##### Reading passage #####

NO-FAULT NO MORE: Religious conservatives want to change divorce laws

WASHINGTON, DC - OCTOBER 26: Congressional Integrity Project posters placed in areas around the U.S. Capitol Building describe newly-elected House Speaker Mike Johnson's conservative views on October 26, 2023 in Washington, DC. (Photo by Paul Morigi/Getty Images for Congressional Integrity Project)
Add "Divorce Denialist" to that list.

By Hunter for Daily Kos

Daily Kos Staff

A new CNN piece examines the history of no-fault divorce, asking the very good question: "Why do some conservatives want to get rid of it?" Because that is a thing now. As Republican-controlled state legislatures take steps to effectively ban abortion and birth control alike, a portion of the same movement has been giving the side-eye to getting rid of no-fault divorce laws.

The "issue," if one can call it that, is getting more attention because House Republicans decided on a certified full-tilt godbotherer to be the new speaker of the House, and that godbotherer has very strong opinions on the matter:

 Newly minted House Speaker Mike Johnson has been a vocal opponent of no-fault divorce, which allows couples to obtain a divorce without proving fault — and without both parties agreeing to the split. In a 2016 sermon, he claimed it turned the United States into a “completely amoral society.”

No-fault divorce has been with us for a mere half-century; like Roe v. Wade, it dates back to a time when married American women couldn't open their own bank accounts without a husband's permission, much less divorce an abusive spouse without being wrung through a legal system designed to protect the abusers.

But no-fault divorce has been an unalloyed good. No, really: As the CNN story explains, a new framework for divorces that requires no proof of adultery, abuse, or other wrongdoing simplifies the process, reduces trauma (including for the children,) and avoids the need for couples to come up with fraudulent reasons for a divorce that both parties want. But mostly, it's had a dramatic impact on household violence.

Since 1969, studies have shown no-fault divorce correlates with a reduction in female suicides and a reduction in intimate partner violence. A 2004 paper by economists Betsey Stevenson and Justin Wolvers found an 8 to 16% decrease in female suicides after states enacted no-fault divorce laws. They also noted a roughly 30% decrease in intimate partner violence among both women and men, and a 10% drop in women murdered by their partners.

So there you go: It turns out that misogynistic, racist European assholes did not perfect human governance back in the 16th and 17th centuries, in their spare time between bloodlettings and witch hunts.

#####

## [Short exercise a]
Answer these questions about the article on no-fault divorce, one per line:
(i) Which news outlet's piece on the history of no-fault divorce does the article discuss?
(ii) In what year did Mike Johnson give the sermon in which he called the United States a "completely amoral society"?
(iii) Which two economists wrote the 2004 paper on no-fault divorce laws?

##### Data shown #####

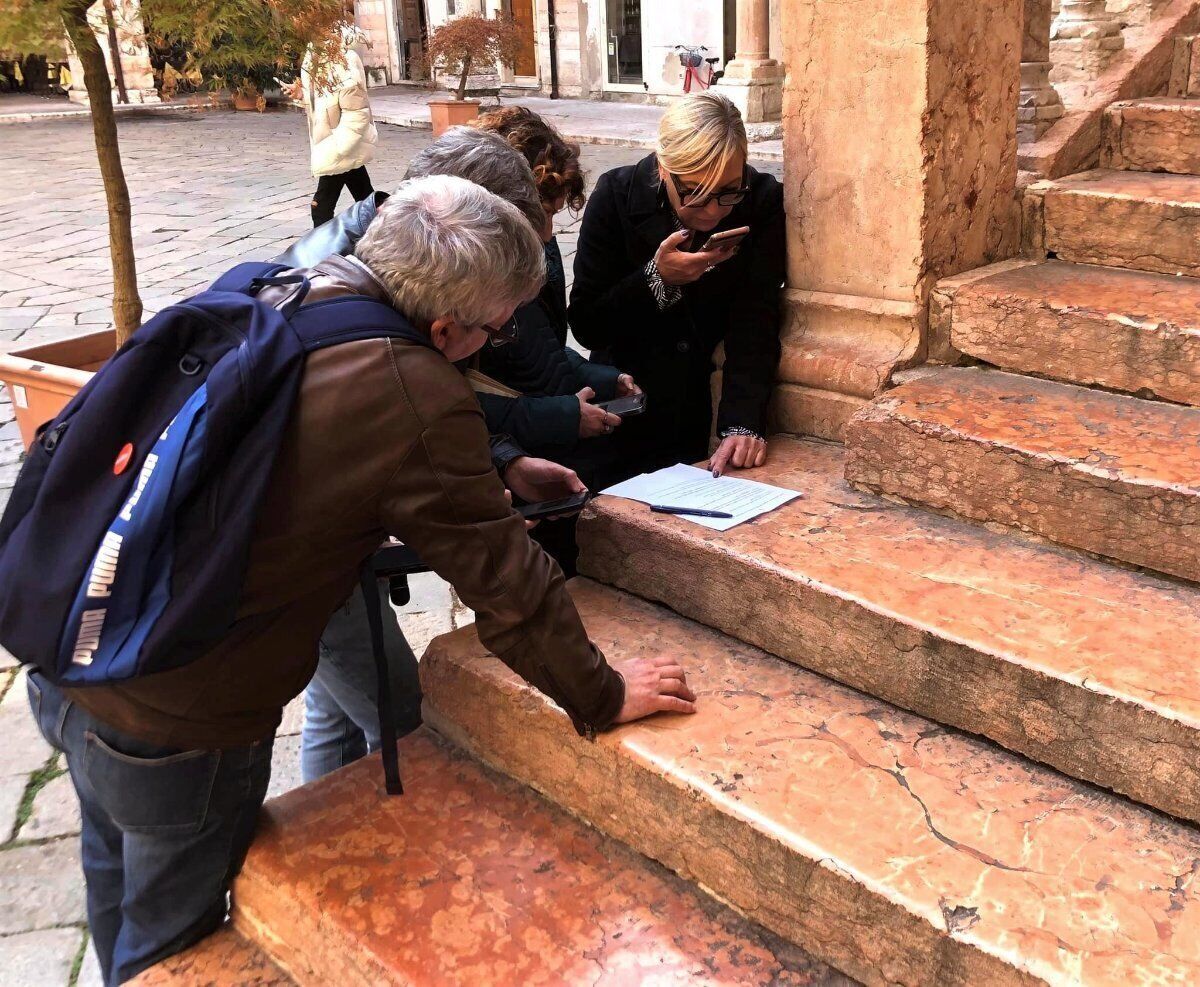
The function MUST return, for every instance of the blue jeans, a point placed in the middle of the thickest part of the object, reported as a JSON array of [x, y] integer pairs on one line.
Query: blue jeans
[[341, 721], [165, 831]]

#####
##### Data shown #####

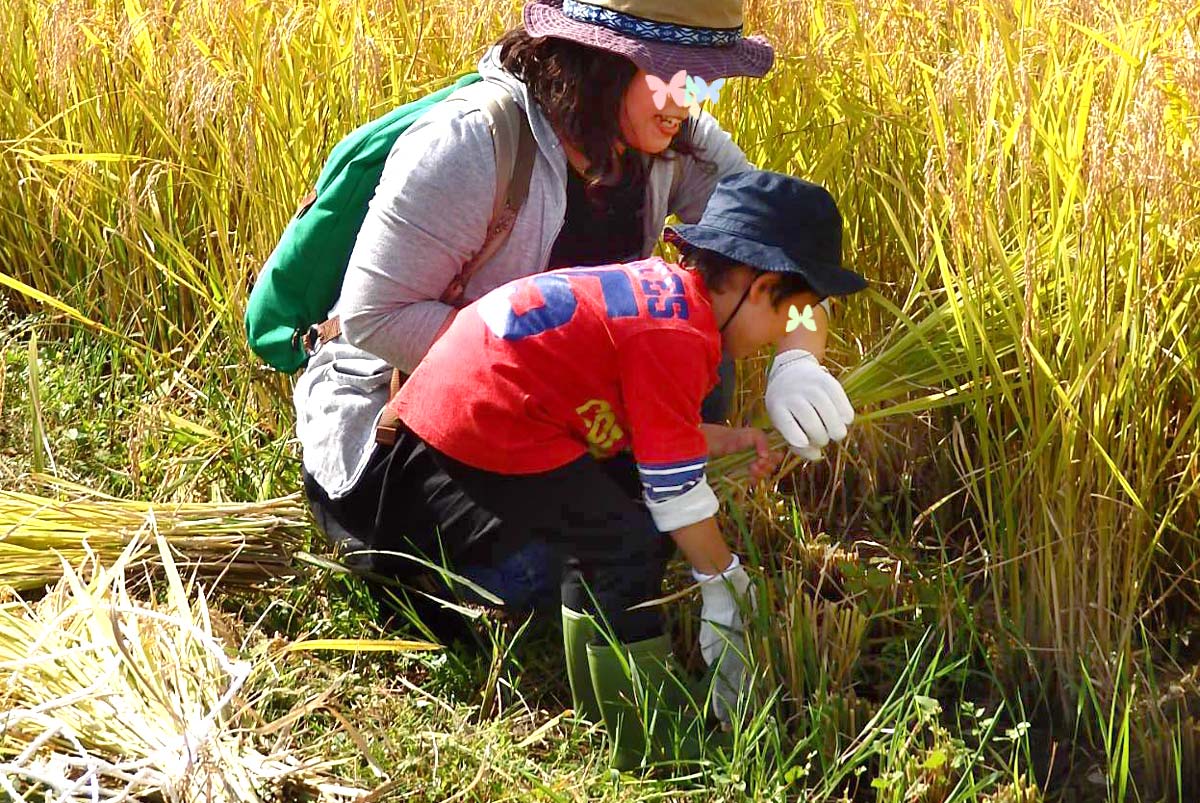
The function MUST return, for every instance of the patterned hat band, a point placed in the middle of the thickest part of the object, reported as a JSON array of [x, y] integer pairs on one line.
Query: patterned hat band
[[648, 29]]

#####

## [Short exercise b]
Write out the lines of the listing word for word, from the line that contains "The function MUST return, for every instance of the blue" to the line that contains "[[341, 721], [165, 831]]", both of those lines included.

## [Written solution a]
(i) CNN
(ii) 2016
(iii) Betsey Stevenson and Justin Wolvers

## [Written solution b]
The function MUST return, for every instance of the blue jeans, a point placed in the middle of the thickest part of the object, reported as a JSON array of [x, y] integer pairs on one line.
Query: blue jeans
[[341, 721], [165, 831]]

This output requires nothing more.